- SHORT PROBLEM 1 -
Reproduce the listing below, switching "wood grain texture" to "timber surface pattern" everywhere and leaving everything else unchanged.
--- START EXCERPT PROVIDED ---
Using bins to aggregate 

In [None]:
def Pressure9am(x):
  if x<=1000:
    return '0000-1000'
  elif x<= 1010:
    return '1000-1010'
  elif x<= 1020:
    return '1010-1020'
  elif x<= 1030:
    return '1020-1030'
  else:
     return '1030+'

df2['PressureCategory'] =  df2['Pressure9am'].apply(lambda x: Pressure9am(x))
dfPressure = df2.groupby(['PressureCategory','RainTomorrow']).count()['Location'].to_frame().reset_index()

In [None]:
charts.StackBarCharts([(dfPressure,'PressureCategory','RainTomorrow','Location')],['Num. of records in each Pressure category vs. will it rain tomorrow?'],NumRows=1,NumCol=1,ChartSize=(15,7),ColorInt=1,TitleSize =25,txt2show=[('We can see that the lower the pressure,\nthe higher the probability of raining.\nIf the pressure <= 1,000, there is a 64% chance\n of raining.\nAbove 1,030 we have ONLY a 10%\n chance of raining.',12, 0.03,-0.25)])

### Location

No location had excess records. Some have about 50% less.

In [None]:
df2.groupby('Location').count()['Date']

# Other Transofrmations - After EDA

The following transformer add month and year and reduces the rainfall to maximum of 100

In [None]:
class OtherChangesTransformer(BaseEstimator, TransformerMixin):
  def fit(self,X,y=None):
    return self
  def transform(self, X):
    X_new = X.copy()
    X_new['Month'] = pd.DatetimeIndex(X_new['Date']).month.astype(str)
    X_new['Year'] = pd.DatetimeIndex(X_new['Date']).year
    X_new['Rainfall']=np.where(X_new['Rainfall']>100,100,X_new['Rainfall'])
    return X_new

The following transformer create all the category features we used in the EDA. We can run the transormer without running the EDA

In [None]:
class CatgTransformer(BaseEstimator, TransformerMixin):
  def fit(self,X,y=None):
    return self
  def transform(self, X):
    X_new = X.copy()
    X_new['HeightCategory']=  X_new['Height'].apply(lambda x: self.HeightCatg(x))
    X_new['DisFromSeaCategory']=  X_new['Distance_from_Sea'].apply(lambda x: self.DisFromSeaCatg(x))
    X_new['SunshineCategory']=  X_new['Sunshine'].apply(lambda x: self.SunshineCatg(x))
    X_new['EvaporationCategory']=  X_new['Evaporation'].apply(lambda x: self.EvapCatg(x))
    X_new['RainfallCategory'] =  X_new['Rainfall'].apply(lambda x: self.RainfallCatg(x))
    X_new['HumidityCategory'] =  X_new['Humidity3pm'].apply(lambda x: self.HumidityCatg(x))
--- END EXCERPT PROVIDED ---
--- START ROWS ---
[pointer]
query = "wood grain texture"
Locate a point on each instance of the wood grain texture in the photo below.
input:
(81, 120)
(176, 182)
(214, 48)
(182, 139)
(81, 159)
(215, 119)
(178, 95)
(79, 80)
--- END ROWS ---
- SHORT PROBLEM 2 -
According to the excerpt on rain prediction data, what chance of rain is there when the pressure is 1,000 or lower?

- COMPLETE OUTPUT 1 -
[pointer]
query = "timber surface pattern"
Locate a point on each instance of the timber surface pattern in the photo below.
input:
(81, 120)
(176, 182)
(214, 48)
(182, 139)
(81, 159)
(215, 119)
(178, 95)
(79, 80)

- COMPLETE OUTPUT 2 -
A 64% chance of rain.